### Written problem
Repeat every line of the listing below word for word, from the first line to the last.

### Data for processing
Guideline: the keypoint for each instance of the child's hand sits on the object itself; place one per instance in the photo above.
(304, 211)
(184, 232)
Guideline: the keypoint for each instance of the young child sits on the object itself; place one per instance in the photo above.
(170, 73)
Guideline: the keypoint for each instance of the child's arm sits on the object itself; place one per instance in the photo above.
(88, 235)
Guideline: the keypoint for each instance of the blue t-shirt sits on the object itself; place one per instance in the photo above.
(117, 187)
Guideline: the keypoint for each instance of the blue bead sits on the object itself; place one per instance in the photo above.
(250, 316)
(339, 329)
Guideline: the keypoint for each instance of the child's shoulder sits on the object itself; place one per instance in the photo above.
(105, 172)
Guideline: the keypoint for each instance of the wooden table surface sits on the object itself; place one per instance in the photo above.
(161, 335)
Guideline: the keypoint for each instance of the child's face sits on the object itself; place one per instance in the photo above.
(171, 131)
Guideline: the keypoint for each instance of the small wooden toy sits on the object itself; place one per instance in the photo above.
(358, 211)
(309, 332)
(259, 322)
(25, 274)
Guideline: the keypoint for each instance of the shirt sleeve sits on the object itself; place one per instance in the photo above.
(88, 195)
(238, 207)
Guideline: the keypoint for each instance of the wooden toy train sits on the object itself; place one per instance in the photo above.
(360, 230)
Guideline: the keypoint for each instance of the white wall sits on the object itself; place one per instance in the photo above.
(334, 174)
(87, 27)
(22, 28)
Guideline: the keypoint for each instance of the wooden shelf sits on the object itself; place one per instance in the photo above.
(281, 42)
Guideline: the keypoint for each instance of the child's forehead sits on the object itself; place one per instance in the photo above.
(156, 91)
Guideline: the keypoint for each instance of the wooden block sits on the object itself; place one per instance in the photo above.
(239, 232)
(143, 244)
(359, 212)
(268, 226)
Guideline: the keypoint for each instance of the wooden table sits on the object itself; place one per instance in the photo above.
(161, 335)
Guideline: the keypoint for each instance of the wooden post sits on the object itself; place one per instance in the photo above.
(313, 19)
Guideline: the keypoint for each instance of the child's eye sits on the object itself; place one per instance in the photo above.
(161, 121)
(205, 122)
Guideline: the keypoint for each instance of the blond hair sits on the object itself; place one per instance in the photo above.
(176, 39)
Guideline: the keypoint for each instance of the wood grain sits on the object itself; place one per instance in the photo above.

### Result below
Guideline: the keypoint for each instance of the child's hand sits on the object itself; place one per instance in the photo above.
(304, 211)
(184, 232)
Guideline: the keypoint for each instance of the young child sits on the object itself; place one per instance in the photo above.
(170, 73)
Guideline: the keypoint for each instance of the child's arm sits on the object itself; place one per instance in the photo above.
(88, 235)
Guideline: the keypoint for each instance of the blue t-shirt sits on the object itself; place one per instance in the photo above.
(117, 187)
Guideline: the keypoint for each instance of the blue bead sits on the object itself; place one per instance in the photo above.
(250, 316)
(339, 329)
Guideline: the keypoint for each instance of the child's shoulder sits on the object itself; place one per instance in the photo above.
(105, 172)
Guideline: the keypoint for each instance of the wooden table surface sits on the object itself; place one per instance in the photo above.
(161, 335)
Guideline: the keypoint for each instance of the child's face sits on the object itself; place one per instance in the photo above.
(171, 131)
Guideline: the keypoint for each instance of the small wooden toy sits on the object itself; place one per instance in the photo above.
(358, 211)
(309, 332)
(259, 322)
(25, 274)
Guideline: the keypoint for each instance of the shirt sleeve sits on the object itself; place one per instance in the photo above.
(88, 195)
(238, 207)
Guideline: the keypoint for each instance of the wooden toy train sits on the object itself; place one per instance in the photo above.
(360, 230)
Guideline: the keypoint for each instance of the white wall sits on the object itself; place one per instance in the photo above.
(334, 174)
(87, 27)
(22, 28)
Guideline: the keypoint for each instance of the wooden shelf sits on the object itself; place one per instance in the photo above.
(281, 42)
Guideline: the keypoint for each instance of the child's forehead sits on the object itself; place one per instance in the photo above.
(156, 91)
Guideline: the keypoint for each instance of the wooden block sits on the object itself; place one per instance in the photo above.
(239, 232)
(143, 244)
(359, 212)
(268, 226)
Guideline: the keypoint for each instance of the wooden table sits on the object itself; place one per instance in the photo above.
(161, 335)
Guideline: the keypoint for each instance of the wooden post sits on the object itself; place one per instance in the photo above.
(313, 19)
Guideline: the keypoint for each instance of the child's eye sits on the object itself; place one per instance in the photo above.
(161, 121)
(205, 122)
Guideline: the keypoint for each instance of the blond hair sits on the object itself; place one per instance in the photo above.
(176, 39)
Guideline: the keypoint for each instance of the wood grain sits on the object itself; place one per instance in the photo above.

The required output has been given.